---------- Text segment

What motivates health professionals to work in remote areas? Dr Mike Tyrrell has the answer

Dr Mike Tyrrell

Congratulations to Dr Mike Tyrrell, Flinders University higher degree student who was recently awarded his PhD.

Mike’s early organisational psychology work in Papua New Guinea (PNG) first alerted him to the value of developing effective tools for selecting people to work in challenging locations. The study thus had a very long gestation. It was conceived out of Dr Tyrrell’s long and deep experience in PNG and as a senior manager and highly respected senior psychologist in remote Australia. It was borne, finally, due to his tenacity.

His study was inspired by a question he was often asked when working in remote PNG in the 1970s: “What are ya mate? A missionary, a mercenary or a misfit?”, colloquially known as ‘the 3Ms’. These are often used to characterise the motivation of people choosing to work in remote locations.

The aim of this doctoral research was to establish the nature of health practitioner motivations that influence the decision to seek work in very remote Indigenous communities, and to establish the potential for predicting workforce retention in these areas of high need. The rationale of the study was founded on the maldistribution of health practitioners across Australia and the high costs, in financial, human and service quality terms, associated with high turnover and low retention rates of health professionals in remote Indigenous communities.

A total of 547 health practitioners from five ARIA+ levels of remoteness in Australia responded to the 140 item Health Practitioners Motivation Survey, which was compiled for the project. Using principal component analysis, 14 motivation components were identified which described the predominant motivations that influence health practitioners’ choice of workplace. Eight subscales provided measures relating to variables associated with very remote work experience, and specifically for three years’ very remote Indigenous community work experience.  These final eight subscales provided the basis for the Very Remote Health Practitioner Motivation (VRHPM) scale developed out of this study. Four of these subscales were used in a model to estimate the likelihood of a practitioner having more than three years’ very remote Indigenous community work experience, compared with no such experience.

--------------------
---------- Information

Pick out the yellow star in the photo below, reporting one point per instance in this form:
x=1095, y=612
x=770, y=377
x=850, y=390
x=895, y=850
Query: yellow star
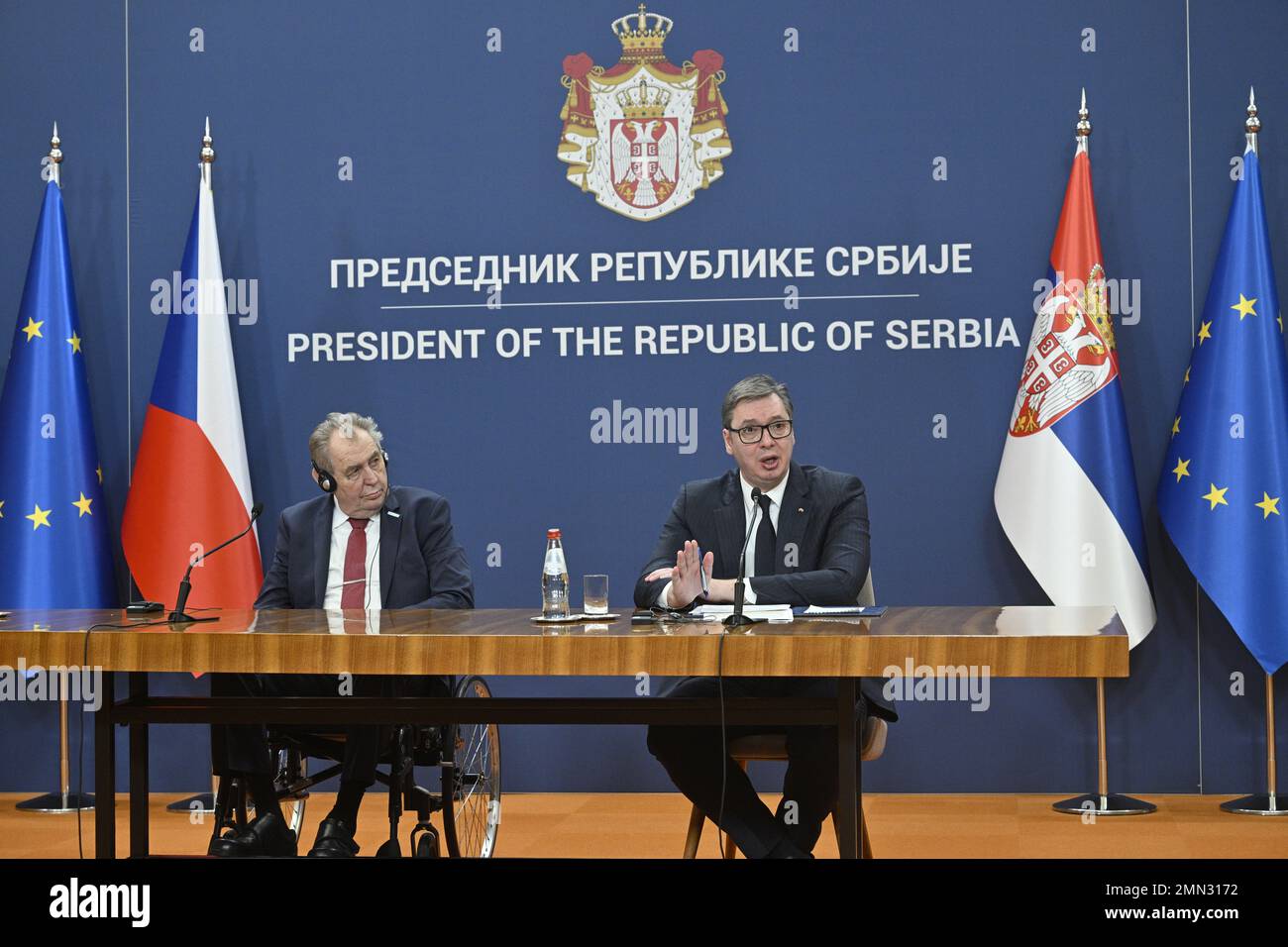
x=1216, y=496
x=1244, y=307
x=39, y=518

--------------------

■ **Work instructions**:
1 – Please reproduce the stretch of the article on health practitioner motivation from "His study was" through "in remote locations.".
2 – According to the article on health practitioner motivation, how many health practitioners responded to the Health Practitioners Motivation Survey?
The records are separate material and have no connection to the article on health practitioner motivation.

■ **Responses for each task**:
1 –
His study was inspired by a question he was often asked when working in remote PNG in the 1970s: “What are ya mate? A missionary, a mercenary or a misfit?”, colloquially known as ‘the 3Ms’. These are often used to characterise the motivation of people choosing to work in remote locations.

2 – 547 health practitioners responded.